**Source passage**
=== Begin Enclosure ===

Another pro-British set of lyrics believed to have used the tune was published in June 1775 following the Battle of Bunker Hill:

The seventeenth of June, at Break of Day,
The Rebels they supriz'd us,
With their strong Works, which they'd thrown up,
To burn the Town and drive us.

"Yankee Doodle" was played at the British surrender at Saratoga in 1777. A variant is preserved in the 1810 edition of Gammer Gurton's Garland: Or, The Nursery Parnassus, collected by Francis Douce, now in the Bodleian Library, Oxford:

Yankee Doodle came to town,
How do you think they serv'd him?
One took his bag, another his scrip,
The quicker for to starve him.

==Full version==

The full version of the song as it is known today:

Yankee Doodle went to town
A-riding on a pony,
Stuck a feather in his cap
And called it macaroni.

[Chorus]
Yankee Doodle, keep it up,
Yankee Doodle dandy,
Mind the music and the step,
And with the girls be handy.

=== End Enclosure ===

[Dataset entries]
=== Begin Enclosure ===

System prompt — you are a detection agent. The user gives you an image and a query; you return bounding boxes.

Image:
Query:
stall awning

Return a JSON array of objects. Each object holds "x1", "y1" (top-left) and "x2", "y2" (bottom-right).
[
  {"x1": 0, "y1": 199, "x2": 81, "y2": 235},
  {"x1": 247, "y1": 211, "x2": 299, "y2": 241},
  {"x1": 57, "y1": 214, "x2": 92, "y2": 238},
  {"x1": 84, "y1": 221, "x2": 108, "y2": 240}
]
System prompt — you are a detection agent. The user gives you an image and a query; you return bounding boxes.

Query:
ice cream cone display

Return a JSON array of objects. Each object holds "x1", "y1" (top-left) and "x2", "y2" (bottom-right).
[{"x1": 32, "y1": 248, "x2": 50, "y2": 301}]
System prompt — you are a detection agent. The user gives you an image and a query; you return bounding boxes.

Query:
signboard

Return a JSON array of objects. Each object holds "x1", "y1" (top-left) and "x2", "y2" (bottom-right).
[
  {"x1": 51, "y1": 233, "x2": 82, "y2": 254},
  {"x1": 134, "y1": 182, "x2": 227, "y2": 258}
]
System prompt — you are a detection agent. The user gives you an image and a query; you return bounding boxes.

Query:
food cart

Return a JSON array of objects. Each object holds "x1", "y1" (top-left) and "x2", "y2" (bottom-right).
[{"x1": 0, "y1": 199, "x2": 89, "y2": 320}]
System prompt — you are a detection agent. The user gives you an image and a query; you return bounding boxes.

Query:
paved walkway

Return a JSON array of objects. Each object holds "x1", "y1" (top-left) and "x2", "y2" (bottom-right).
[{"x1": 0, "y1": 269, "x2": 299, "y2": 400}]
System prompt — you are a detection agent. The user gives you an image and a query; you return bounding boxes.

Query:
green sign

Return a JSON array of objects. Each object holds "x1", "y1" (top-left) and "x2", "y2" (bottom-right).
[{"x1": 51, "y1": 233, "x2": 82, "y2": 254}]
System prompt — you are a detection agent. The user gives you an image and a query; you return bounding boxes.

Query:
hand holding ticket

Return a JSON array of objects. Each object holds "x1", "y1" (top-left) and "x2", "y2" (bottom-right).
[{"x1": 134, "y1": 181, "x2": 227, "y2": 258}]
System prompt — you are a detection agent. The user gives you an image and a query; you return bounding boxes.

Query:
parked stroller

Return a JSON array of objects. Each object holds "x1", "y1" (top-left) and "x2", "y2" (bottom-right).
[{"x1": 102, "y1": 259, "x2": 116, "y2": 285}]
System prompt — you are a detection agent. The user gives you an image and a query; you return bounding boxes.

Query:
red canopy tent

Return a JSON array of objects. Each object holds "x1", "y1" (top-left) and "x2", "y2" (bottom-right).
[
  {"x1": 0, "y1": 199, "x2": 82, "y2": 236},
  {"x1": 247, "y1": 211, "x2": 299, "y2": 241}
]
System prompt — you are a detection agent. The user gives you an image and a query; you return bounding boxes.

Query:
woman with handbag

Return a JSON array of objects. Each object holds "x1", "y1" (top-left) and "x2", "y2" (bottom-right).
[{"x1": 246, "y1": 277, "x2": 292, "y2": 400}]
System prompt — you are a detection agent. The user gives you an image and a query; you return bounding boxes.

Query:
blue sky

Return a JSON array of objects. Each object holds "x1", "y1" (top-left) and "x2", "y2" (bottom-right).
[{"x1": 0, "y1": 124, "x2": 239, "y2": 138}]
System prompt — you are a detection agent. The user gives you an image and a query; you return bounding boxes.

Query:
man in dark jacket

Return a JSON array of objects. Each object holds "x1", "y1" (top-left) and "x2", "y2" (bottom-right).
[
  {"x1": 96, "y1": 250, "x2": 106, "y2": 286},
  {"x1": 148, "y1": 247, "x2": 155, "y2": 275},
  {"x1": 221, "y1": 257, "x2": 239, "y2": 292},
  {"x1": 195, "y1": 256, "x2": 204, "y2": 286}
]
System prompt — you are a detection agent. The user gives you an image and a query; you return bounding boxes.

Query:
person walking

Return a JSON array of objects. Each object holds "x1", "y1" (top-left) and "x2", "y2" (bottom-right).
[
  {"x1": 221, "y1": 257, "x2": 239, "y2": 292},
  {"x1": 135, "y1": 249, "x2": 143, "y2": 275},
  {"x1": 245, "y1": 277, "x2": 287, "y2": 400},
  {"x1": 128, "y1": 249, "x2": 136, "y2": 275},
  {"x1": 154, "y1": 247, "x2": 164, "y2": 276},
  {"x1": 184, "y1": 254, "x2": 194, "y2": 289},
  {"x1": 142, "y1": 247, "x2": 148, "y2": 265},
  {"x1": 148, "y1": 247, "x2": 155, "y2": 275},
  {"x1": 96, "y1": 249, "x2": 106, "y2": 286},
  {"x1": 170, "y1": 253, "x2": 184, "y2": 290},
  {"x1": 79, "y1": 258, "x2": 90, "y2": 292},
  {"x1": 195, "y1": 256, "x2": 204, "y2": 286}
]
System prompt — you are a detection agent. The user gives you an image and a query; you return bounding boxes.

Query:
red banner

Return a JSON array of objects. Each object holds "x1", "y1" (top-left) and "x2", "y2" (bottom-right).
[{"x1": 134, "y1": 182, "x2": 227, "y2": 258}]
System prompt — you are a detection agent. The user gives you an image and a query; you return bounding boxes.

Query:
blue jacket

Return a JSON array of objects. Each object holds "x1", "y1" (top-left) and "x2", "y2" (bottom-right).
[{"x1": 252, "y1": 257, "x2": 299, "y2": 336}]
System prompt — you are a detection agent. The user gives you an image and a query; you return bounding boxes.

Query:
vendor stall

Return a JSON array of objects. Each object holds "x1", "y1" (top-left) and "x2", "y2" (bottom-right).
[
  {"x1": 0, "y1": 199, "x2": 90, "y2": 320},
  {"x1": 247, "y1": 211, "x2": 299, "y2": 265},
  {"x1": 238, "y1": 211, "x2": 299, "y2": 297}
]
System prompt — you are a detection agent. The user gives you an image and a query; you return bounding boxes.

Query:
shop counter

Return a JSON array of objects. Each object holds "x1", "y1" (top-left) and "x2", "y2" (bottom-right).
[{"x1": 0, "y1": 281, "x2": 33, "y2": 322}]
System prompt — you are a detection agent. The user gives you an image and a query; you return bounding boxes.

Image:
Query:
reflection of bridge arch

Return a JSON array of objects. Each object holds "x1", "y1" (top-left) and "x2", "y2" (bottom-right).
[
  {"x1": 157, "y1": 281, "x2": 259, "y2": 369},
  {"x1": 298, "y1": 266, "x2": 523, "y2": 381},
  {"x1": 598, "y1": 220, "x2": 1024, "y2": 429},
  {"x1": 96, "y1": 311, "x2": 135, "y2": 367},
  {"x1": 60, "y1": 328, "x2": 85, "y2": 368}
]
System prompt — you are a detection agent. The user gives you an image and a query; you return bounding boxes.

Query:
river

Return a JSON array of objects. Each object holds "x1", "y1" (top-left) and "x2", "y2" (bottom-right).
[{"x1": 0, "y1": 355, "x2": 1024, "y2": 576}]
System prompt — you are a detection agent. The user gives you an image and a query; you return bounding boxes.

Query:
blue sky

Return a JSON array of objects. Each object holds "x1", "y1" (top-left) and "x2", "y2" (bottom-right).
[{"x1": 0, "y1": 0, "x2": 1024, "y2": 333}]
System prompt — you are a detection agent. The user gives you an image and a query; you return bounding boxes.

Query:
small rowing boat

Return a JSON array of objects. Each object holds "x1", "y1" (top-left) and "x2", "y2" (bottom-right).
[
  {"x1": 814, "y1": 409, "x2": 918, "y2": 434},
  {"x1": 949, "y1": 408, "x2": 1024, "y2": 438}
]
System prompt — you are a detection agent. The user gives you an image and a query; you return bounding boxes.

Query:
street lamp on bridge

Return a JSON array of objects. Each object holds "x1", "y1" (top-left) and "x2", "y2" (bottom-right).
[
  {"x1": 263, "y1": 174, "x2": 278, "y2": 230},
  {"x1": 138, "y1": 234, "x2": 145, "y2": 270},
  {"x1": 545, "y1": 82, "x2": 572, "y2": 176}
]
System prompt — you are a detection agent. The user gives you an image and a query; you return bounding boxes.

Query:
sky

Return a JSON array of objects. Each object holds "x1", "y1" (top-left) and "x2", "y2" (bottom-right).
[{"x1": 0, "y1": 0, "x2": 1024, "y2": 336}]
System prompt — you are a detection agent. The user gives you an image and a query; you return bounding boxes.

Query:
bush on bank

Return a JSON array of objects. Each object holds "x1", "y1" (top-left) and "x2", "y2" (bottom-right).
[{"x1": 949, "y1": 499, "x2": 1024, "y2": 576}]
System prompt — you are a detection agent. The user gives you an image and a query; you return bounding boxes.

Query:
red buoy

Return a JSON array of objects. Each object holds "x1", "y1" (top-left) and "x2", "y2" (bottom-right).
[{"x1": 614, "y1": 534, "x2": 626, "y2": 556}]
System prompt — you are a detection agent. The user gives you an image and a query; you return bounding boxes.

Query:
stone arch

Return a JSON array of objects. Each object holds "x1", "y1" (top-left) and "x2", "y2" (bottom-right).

=== End Enclosure ===

**Explore the material**
- a) In the Yankee Doodle passage, the Bunker Hill lyrics say the Rebels had thrown up strong works. What reason do those lines give for building them?
- b) According to the Yankee Doodle passage, where is the 1810 edition of Gammer Gurton's Garland now kept?
- c) Extend the Yankee Doodle passage, starting after its final line.

**Task-by-task results**
- a) The lyrics say the Rebels threw up their strong works to burn the town and drive the British out.

- b) In the Bodleian Library, Oxford.

- c)
Father and I went down to camp,
Along with Captain Gooding, (Note: Captain William Gooding of Dighton, Massachusetts, commanded a militia company during the French and Indian War.)
And there we saw the men and boys
As thick as hasty pudding.

[Chorus]

And there we saw a thousand men
As rich as Squire David,
And what they wasted every day,
I wish it could be savèd.

[Chorus]

The 'lasses they eat every day,
Would keep a house a winter;
They have so much, that I'll be bound,
They eat it when they've a mind to.

[Chorus]

And there I see a swamping (Note: Very large; huge.) gun
Large as a log of maple,
Upon a deuced little cart,
A load for father's cattle.

[Chorus]

And every time they shoot it off,
It takes a horn of powder,
And makes a noise like father's gun,
Only a nation (Note: A corruption of damnation. Immense, enormous; very, extremely.) louder.

[Chorus]

I went as nigh to one myself
As 'Siah's underpinning;
And father went as nigh again,
I thought the deuce was in him.

[Chorus]

Cousin Simon grew so bold,
I thought he would have cocked it;
It scared me so I shrinked it off
And hung by father's pocket.

[Chorus]

And Cap'n Davis had a gun,
He kind of clapt his hand on't
And stuck a crooked stabbing iron
Upon the little end on't

[Chorus]

And there I see a pumpkin shell
As big as mother's basin,
And every time they touched it off
They scampered like the nation.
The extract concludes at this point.